I can't say I saw The Towering Inferno in a critically impartial state of mind. On the one hand, I was driving back from Danvers with some friends after a lobster dinner and felt like seeing a movie, any movie, when the Liberty Tree Mall loomed up out of the North Shore fog. On the other hand, I was sure The Towering Inferno was going to be a disaster film in more ways than one. After all the genre included such winners as Tora! Tora! Tora! (which destroyed what was, when assembled for the film, the world's 14th largest airforce, and nearly drove its producers, Twentieth Century Fox, into bankruptcy) and the Poseidon Adventure, whose unexpected, (and undeserved) success spawned the current crop of wipe-'em-off-the-ceiling films.

But--what more can I say?--I was a victim of my elitist preconceptions. There I was all winter, reviewing highbrow good-but-not-great movies like Amarcord, Stavisky, Murder on the Orient Express and Godfather II, while all the time a real masterpiece was playing in Danvers. And I would have missed it, too, if it hadn't been for the way the Liberty Tree Mall beckoned out of the mist. As it was, I loved The Towering Inferno and didn't have to dig very deep into my satchel of critical responses to discover why. I was on the edge of my seat, breathless with delight. Yet when I walked out of the theater I was somewhat shamefaced about how unreservedly I'd responded to the film--how easily I'd been manipulated. But, now, a week later, I find myself embarrassed only at being embarrassed in the first place.

The Towering Inferno is, simply, one of the few places where popular art intersects good art. There are lots of examples in other fields. I suppose, like Tchaikovsky and the Mona Lisa and A Christmas Carol, but most of the examples that come to mind are movies. Film is the one art that has stayed resolutely popular, and it has done so only in the United States. When American directors get artsy, like Robert Altman or Francis Ford Coppola, they tend to produce meaty, serious movies that, finally, don't grab hold of your imagination. At least, not the way Casablanca or The Wizard of Oz do.

I don't suppose anyone would dispute the claim that The Towering Inferno is popular art, so I'll defend my assertion that it's good art as well. One red herring--the director. Irwin Allen--needs to be disposed of right away. Auteurist orthodoxy is so much a part of the serious movie-goer's mental baggage that the idea of a good film being produced by an awful director seems a contradiction in terms. And Allen has compounded the problem by acting like some Cahiers du Cinema reader's idea of a Big Bad Hollywood Producer. Allen told the august Arts and Leisure Section of the New York Times that he made The Towering Inferno for the money and nothing else and threatened us with 19 follow-ups, a string of Sons of Towering Inferno's for which he claims he has scripts in the drawer.

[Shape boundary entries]
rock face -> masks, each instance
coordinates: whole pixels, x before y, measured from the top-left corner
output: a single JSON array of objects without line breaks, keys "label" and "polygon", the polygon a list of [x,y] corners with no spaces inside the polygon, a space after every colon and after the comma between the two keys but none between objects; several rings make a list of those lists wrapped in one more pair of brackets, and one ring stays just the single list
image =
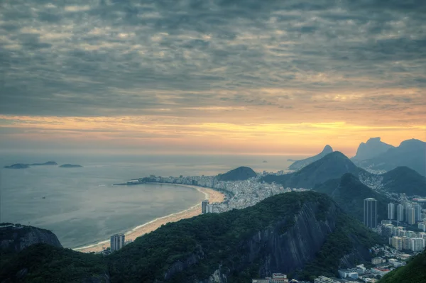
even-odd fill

SET EXERCISE: Write out the movie review from "The Towering Inferno is, simply, one" up to and including "Wizard of Oz do.", switching "Tchaikovsky" to "Beethoven" throughout. These records stand apart from the review and have no connection to it.

WRITTEN SOLUTION:
The Towering Inferno is, simply, one of the few places where popular art intersects good art. There are lots of examples in other fields. I suppose, like Beethoven and the Mona Lisa and A Christmas Carol, but most of the examples that come to mind are movies. Film is the one art that has stayed resolutely popular, and it has done so only in the United States. When American directors get artsy, like Robert Altman or Francis Ford Coppola, they tend to produce meaty, serious movies that, finally, don't grab hold of your imagination. At least, not the way Casablanca or The Wizard of Oz do.